(The exercise): Pick out every line in the entries below that contains the word "spire", and copy each of those lines in full.

(Materials provided):
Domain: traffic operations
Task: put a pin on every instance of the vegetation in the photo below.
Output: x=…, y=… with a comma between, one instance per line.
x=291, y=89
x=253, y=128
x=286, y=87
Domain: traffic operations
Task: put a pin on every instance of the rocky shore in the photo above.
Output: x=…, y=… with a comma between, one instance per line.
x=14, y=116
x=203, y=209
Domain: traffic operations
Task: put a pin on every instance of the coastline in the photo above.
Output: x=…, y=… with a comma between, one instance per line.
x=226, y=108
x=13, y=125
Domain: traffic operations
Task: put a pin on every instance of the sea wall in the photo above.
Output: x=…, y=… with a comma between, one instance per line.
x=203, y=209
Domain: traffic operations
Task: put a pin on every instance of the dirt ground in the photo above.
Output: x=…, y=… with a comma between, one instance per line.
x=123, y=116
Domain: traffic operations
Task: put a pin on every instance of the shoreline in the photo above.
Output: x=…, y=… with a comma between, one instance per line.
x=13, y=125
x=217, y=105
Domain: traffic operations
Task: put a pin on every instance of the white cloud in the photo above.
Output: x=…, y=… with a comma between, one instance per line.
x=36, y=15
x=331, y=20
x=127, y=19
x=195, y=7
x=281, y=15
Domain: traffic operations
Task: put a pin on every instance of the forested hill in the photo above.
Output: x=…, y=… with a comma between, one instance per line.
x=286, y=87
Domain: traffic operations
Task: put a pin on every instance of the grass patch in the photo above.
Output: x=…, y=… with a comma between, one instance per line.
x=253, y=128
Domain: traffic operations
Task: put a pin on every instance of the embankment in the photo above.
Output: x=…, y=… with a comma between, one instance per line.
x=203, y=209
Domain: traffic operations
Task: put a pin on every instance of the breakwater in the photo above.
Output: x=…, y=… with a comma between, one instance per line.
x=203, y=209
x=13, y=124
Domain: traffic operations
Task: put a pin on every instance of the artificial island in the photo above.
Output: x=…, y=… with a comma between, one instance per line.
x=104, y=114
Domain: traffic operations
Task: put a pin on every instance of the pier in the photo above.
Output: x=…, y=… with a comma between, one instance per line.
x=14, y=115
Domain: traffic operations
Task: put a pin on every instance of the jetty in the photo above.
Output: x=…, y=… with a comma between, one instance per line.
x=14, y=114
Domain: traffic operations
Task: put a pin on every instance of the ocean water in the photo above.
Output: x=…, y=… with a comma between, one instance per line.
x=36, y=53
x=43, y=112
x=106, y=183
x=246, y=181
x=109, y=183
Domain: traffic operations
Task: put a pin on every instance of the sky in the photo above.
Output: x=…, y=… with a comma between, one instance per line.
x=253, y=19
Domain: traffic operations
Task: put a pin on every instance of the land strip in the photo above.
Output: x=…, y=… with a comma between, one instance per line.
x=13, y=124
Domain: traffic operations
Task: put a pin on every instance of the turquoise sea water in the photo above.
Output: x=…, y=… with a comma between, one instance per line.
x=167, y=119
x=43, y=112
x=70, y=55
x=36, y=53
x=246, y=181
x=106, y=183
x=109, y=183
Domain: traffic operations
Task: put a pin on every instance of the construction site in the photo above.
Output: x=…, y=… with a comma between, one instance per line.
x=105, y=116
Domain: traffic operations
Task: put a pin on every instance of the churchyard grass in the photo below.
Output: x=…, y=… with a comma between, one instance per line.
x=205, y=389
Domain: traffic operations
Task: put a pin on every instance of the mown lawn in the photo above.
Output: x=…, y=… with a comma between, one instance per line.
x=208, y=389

==

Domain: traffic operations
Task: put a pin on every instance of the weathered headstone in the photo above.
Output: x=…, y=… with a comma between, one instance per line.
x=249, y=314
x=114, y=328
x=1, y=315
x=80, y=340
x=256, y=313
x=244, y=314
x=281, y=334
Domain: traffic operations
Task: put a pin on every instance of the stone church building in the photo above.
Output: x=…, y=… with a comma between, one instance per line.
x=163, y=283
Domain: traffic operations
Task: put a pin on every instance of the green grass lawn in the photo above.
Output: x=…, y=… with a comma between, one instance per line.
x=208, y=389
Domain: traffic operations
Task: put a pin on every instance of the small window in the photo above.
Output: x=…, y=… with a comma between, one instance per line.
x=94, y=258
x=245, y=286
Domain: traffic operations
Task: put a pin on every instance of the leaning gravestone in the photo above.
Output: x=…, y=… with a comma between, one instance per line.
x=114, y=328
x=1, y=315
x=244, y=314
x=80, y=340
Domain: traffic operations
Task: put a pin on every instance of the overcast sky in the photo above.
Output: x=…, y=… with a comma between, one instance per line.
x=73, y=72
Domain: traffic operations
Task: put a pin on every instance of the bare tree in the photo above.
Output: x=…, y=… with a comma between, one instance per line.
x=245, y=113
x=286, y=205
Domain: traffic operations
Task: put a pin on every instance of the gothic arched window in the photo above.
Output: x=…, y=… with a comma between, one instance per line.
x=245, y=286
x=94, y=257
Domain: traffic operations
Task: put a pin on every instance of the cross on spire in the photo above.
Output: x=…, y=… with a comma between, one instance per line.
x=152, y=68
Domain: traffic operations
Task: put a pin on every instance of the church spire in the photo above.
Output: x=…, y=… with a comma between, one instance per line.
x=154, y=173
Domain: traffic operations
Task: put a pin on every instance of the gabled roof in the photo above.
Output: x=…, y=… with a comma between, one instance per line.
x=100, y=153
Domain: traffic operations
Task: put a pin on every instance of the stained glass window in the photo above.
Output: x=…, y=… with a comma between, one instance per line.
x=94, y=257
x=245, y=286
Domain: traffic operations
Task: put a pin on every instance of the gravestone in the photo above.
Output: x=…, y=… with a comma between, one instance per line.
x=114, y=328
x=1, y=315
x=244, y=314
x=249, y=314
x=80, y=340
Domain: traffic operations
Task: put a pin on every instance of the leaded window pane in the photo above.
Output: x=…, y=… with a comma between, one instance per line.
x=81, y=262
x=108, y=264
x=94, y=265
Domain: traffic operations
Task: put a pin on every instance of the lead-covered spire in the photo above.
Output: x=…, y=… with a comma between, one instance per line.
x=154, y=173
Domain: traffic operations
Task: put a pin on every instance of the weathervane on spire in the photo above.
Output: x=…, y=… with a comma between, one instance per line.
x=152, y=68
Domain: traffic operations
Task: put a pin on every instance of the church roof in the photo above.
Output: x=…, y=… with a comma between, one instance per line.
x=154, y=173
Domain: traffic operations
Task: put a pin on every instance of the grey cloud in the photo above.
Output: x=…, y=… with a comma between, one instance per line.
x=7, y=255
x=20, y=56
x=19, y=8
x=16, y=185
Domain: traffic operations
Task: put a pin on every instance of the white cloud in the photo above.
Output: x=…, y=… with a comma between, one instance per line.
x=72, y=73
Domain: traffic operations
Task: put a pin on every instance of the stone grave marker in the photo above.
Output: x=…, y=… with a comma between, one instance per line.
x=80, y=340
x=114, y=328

(The result):
Task: put a pin on every instance of the cross on spire in the photo above.
Task: put a pin on every instance of the church spire in the photo above.
Task: put a pin on every instance of the lead-covered spire in the photo above.
Task: put a pin on every instance of the weathervane on spire in the photo above.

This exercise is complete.